Exercise instructions
In the forum thread below, what collation did Hartmuto find in all the database tables?

Given passage
***

View Full Version : Minor (?) Display Problem
Hartmuto
9th of April 2007 (Mon), 19:23
Hi,
I've managed to upgrade 1.5 to 2.0 to 2.02 in a second attempt. Everything seems to work fine now. Thanks to Pekka for this great software and this forum for the invaluable support. I have a small display issue left to fix.
There is a strange character between the label and a form field on the list page in an exhibition. This happens with all fields and shows up in IE7 as and in Firefox as w . I've checked in other galleries but I have not seen it anywhere else.
Could someone help please?
Hartmuto
12th of April 2007 (Thu), 19:05
Hmmh, no responses.
Does nobody has this problem or is it too minor? Thanks.
jeronimo
13th of April 2007 (Fri), 04:41
You can check the language files if there is anything strange there
The names (display, category and listing type) are read from one of the language files. There might me someting wronk there.
Hartmuto
16th of April 2007 (Mon), 09:27
Thanks for the tip jeronimo. I've checked the language file but can't see anything there. The translations appear to be correct. Also, it seems that the problem is not with the translated word, but rather the space (? or something) between the word and the input field. I also checked the database and the collation in all tables in there says "latin1_swedish_ci ". Could this be a problem?

***

Listed records
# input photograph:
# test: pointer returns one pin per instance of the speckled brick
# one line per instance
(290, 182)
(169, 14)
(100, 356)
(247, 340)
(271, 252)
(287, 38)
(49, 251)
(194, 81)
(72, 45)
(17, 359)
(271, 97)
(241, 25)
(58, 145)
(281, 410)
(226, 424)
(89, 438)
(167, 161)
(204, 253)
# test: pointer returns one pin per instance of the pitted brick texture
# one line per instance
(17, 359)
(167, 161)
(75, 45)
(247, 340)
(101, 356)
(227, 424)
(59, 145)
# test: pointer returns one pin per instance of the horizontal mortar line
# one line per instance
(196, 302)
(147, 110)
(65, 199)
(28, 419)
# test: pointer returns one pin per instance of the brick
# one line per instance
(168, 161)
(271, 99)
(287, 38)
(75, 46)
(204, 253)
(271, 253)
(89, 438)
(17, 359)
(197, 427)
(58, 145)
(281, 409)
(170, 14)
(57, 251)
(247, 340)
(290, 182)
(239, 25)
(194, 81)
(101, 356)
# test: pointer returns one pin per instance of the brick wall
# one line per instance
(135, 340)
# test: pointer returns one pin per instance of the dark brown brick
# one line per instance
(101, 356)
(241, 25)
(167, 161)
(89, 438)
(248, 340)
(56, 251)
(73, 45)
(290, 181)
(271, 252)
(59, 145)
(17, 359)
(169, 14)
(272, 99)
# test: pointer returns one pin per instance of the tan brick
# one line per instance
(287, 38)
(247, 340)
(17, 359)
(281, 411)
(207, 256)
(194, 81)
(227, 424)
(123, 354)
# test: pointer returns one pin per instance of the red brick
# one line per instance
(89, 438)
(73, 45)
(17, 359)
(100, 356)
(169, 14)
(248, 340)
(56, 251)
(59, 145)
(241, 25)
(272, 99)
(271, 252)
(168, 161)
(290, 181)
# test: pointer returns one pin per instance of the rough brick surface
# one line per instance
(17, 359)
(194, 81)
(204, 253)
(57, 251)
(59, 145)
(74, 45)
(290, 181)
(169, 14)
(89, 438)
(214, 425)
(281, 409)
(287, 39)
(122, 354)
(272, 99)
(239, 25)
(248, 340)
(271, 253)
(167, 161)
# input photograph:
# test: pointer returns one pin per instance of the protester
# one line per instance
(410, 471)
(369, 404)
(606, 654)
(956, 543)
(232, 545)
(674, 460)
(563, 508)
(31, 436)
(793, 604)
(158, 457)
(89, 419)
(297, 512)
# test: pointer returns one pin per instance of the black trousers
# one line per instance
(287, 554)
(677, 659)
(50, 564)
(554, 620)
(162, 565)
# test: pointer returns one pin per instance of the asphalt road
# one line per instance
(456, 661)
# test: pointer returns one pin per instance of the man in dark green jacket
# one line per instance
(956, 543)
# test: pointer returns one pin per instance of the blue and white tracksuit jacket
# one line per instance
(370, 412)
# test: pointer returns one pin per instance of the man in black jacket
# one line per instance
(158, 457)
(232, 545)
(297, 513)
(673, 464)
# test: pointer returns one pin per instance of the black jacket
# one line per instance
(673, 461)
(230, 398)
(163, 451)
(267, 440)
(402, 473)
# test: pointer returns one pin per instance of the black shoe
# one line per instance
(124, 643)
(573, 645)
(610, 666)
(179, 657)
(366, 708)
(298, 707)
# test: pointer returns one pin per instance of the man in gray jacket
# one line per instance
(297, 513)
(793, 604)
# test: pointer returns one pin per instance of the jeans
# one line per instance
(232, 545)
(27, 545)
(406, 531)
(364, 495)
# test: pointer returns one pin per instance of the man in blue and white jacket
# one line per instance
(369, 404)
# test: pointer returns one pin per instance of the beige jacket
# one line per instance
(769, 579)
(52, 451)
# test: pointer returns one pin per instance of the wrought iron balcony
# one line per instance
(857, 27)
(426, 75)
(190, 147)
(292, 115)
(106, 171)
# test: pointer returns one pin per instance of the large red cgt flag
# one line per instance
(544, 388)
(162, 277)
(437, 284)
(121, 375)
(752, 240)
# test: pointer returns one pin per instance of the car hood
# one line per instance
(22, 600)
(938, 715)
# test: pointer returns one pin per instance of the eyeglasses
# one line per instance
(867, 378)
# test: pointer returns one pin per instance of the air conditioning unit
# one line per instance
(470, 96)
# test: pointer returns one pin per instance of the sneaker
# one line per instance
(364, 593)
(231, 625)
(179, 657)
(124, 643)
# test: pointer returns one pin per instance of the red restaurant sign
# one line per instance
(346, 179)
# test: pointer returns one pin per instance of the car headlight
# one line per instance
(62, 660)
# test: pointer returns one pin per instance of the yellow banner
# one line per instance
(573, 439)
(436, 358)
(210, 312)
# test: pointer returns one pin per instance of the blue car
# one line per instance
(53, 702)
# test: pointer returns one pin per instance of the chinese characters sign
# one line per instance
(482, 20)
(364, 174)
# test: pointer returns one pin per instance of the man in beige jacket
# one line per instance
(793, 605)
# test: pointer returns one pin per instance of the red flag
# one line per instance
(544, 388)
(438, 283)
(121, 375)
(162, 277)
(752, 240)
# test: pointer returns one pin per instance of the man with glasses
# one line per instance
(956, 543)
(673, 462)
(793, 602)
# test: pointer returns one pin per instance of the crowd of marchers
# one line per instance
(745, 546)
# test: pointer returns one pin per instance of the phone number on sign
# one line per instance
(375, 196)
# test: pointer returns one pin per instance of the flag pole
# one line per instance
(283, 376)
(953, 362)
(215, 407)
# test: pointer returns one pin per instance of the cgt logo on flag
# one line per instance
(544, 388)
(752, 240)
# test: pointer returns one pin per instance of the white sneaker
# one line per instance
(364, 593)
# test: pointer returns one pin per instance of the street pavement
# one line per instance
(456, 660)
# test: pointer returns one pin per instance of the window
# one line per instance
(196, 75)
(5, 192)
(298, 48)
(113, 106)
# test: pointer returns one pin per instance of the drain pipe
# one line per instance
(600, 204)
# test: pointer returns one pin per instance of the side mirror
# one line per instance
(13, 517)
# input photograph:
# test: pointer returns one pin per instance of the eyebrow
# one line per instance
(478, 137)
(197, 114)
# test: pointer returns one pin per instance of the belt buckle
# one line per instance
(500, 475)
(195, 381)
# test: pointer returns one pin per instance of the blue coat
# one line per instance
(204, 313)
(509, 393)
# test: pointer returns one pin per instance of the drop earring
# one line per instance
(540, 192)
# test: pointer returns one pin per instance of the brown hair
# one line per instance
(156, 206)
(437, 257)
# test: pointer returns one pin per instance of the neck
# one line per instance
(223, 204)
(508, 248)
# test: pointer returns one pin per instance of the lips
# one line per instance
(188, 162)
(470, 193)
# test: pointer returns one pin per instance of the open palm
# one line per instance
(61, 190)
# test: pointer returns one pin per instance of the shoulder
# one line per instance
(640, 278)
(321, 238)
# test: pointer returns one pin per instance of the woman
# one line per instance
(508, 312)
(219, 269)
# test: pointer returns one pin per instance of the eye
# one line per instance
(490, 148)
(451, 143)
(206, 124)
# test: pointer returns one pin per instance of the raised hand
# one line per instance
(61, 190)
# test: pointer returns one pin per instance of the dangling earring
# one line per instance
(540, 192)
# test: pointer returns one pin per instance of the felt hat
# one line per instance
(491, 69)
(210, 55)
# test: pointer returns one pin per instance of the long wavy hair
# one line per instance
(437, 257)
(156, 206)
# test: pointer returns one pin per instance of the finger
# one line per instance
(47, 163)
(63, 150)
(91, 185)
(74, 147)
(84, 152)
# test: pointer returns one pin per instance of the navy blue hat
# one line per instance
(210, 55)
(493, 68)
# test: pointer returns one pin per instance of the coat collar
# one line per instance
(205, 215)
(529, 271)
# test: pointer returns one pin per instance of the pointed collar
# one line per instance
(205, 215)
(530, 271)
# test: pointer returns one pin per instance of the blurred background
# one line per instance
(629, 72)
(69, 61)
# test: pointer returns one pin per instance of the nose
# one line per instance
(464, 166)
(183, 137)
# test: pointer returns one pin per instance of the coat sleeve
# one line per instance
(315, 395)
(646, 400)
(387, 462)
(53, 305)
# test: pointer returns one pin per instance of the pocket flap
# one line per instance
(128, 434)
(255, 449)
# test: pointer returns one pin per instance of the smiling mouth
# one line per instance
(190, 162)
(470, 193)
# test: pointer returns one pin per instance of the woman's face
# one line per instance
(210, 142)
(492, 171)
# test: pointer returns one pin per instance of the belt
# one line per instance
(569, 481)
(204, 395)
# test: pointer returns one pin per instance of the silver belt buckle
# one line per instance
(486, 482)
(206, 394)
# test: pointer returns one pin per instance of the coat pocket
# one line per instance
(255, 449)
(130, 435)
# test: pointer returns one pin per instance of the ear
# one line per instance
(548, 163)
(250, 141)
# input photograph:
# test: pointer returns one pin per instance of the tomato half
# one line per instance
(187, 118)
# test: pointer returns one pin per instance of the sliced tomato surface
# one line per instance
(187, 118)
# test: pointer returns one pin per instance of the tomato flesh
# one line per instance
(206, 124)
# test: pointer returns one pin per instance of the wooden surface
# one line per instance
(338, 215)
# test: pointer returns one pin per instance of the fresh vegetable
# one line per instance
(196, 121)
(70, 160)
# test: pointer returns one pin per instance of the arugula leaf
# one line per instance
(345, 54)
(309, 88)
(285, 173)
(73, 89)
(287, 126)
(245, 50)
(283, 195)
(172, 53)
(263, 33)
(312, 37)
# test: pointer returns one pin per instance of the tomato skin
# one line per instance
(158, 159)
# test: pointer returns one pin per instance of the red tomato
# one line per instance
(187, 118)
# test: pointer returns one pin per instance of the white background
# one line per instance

***

Written solution
latin1_swedish_ci